Trecho da página -
------------------------

Rejeitando o referencialismo Wittgenstein acabou por chegar à conclusão
de que o significado de uma palavra deve consistir princialmente em seu uso,[23]
melhor dizendo, em seu modo de uso. Isso fica
bem explícito em uma de suas últimas observações sobre a questão:
O significado de uma
palavra é o seu modo de aplicação (Art der Verwendung)... Assim, há uma correspondência entre os
conceitos de ‘sentido’ e ‘regra’.[24]
Ou seja: o uso aqui é o modo de uso, ou seja, o
uso correto, o que conduz às regras que determinam o uso episódico da palavra.
Por conseguinte, o conceito de significado deve corresponder ao conceito de
regra. Em meu juízo podemos até mesmo dar um passo além do que ele escreveu,
admitindo que um significado de uma expressão (palavra, frase) possa ser
reduzido às regras ou (como veremos) combinações de regras com base nas quais
com ela realizamos certos usos episódicos.
Wittgenstein também percebeu que o uso de uma expressão se dá sempre em um
contexto que estabelece as regras de sua aplicação. Isso é importante porque
muitas vezes alterando-se o contexto teremos de aplicar regras diferentes disso
resultando nuances de significado diferentes. Ele decidiu dar a esse contexto
de uso da expressão o nome de jogo de linguagem (Sprachspiel) ou prática linguística (Praktik) ou mesmo região
da linguagem (sprachliche Region) ou sublinguagem (Sprache).

------------------------

Material fornecido -
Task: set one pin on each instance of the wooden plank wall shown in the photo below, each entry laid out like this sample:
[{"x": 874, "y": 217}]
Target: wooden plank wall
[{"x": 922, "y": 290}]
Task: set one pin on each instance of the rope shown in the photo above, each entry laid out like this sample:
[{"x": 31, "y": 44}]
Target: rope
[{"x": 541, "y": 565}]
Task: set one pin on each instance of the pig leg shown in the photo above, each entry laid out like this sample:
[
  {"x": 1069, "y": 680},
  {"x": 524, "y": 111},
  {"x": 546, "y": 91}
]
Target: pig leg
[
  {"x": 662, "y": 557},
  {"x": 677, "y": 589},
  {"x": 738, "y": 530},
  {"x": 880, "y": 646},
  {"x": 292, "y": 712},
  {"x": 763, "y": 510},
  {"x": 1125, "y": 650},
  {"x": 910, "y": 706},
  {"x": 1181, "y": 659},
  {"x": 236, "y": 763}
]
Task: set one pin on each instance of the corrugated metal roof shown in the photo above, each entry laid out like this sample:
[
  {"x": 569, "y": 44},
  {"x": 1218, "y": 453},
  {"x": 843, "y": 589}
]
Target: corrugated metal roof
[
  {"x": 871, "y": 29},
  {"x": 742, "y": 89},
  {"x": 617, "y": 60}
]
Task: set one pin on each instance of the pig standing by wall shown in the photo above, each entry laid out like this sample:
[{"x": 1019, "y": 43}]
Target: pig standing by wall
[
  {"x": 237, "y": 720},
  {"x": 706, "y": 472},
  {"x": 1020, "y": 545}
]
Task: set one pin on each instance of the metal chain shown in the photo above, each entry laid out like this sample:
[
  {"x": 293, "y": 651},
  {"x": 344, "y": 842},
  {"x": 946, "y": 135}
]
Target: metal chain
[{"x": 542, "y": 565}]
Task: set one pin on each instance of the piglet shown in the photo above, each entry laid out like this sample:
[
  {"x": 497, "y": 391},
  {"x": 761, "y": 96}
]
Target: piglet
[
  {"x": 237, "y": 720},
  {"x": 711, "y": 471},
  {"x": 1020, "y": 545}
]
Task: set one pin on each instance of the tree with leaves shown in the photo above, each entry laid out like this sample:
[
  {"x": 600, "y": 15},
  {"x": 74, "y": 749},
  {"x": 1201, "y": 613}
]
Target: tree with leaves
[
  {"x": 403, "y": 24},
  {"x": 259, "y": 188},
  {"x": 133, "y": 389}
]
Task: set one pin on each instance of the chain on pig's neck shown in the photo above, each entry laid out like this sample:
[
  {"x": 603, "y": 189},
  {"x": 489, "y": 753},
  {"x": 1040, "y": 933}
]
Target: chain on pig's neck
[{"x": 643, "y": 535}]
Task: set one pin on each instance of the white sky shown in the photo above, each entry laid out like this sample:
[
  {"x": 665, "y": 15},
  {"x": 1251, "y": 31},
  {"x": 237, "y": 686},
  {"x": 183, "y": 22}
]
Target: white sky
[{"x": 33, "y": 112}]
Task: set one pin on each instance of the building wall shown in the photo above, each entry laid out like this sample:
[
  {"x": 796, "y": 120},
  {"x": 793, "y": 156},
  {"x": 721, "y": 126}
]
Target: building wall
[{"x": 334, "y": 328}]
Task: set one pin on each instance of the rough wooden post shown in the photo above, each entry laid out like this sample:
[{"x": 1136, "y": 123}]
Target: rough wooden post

------------------------

Tarefas a cumprir -
a) Responda com base no trecho sobre o significado em Wittgenstein:
(i) Em que deve consistir principalmente o significado de uma palavra?
(ii) A que conceito deve corresponder o conceito de significado?
(iii) Que nomes Wittgenstein decidiu dar ao contexto de uso de uma expressão?
b) Reproduza palavra por palavra a parte do trecho sobre o significado em Wittgenstein que se abre com as palavras "Por conseguinte, o" e se fecha com "ou sublinguagem (Sprache).".

Gabarito -
a)
(i) Em seu uso, melhor dizendo, em seu modo de uso.
(ii) Ao conceito de regra.
(iii) Jogo de linguagem (Sprachspiel), prática linguística (Praktik), região da linguagem (sprachliche Region) ou sublinguagem (Sprache).

b)
Por conseguinte, o conceito de significado deve corresponder ao conceito de
regra. Em meu juízo podemos até mesmo dar um passo além do que ele escreveu,
admitindo que um significado de uma expressão (palavra, frase) possa ser
reduzido às regras ou (como veremos) combinações de regras com base nas quais
com ela realizamos certos usos episódicos.
Wittgenstein também percebeu que o uso de uma expressão se dá sempre em um
contexto que estabelece as regras de sua aplicação. Isso é importante porque
muitas vezes alterando-se o contexto teremos de aplicar regras diferentes disso
resultando nuances de significado diferentes. Ele decidiu dar a esse contexto
de uso da expressão o nome de jogo de linguagem (Sprachspiel) ou prática linguística (Praktik) ou mesmo região
da linguagem (sprachliche Region) ou sublinguagem (Sprache).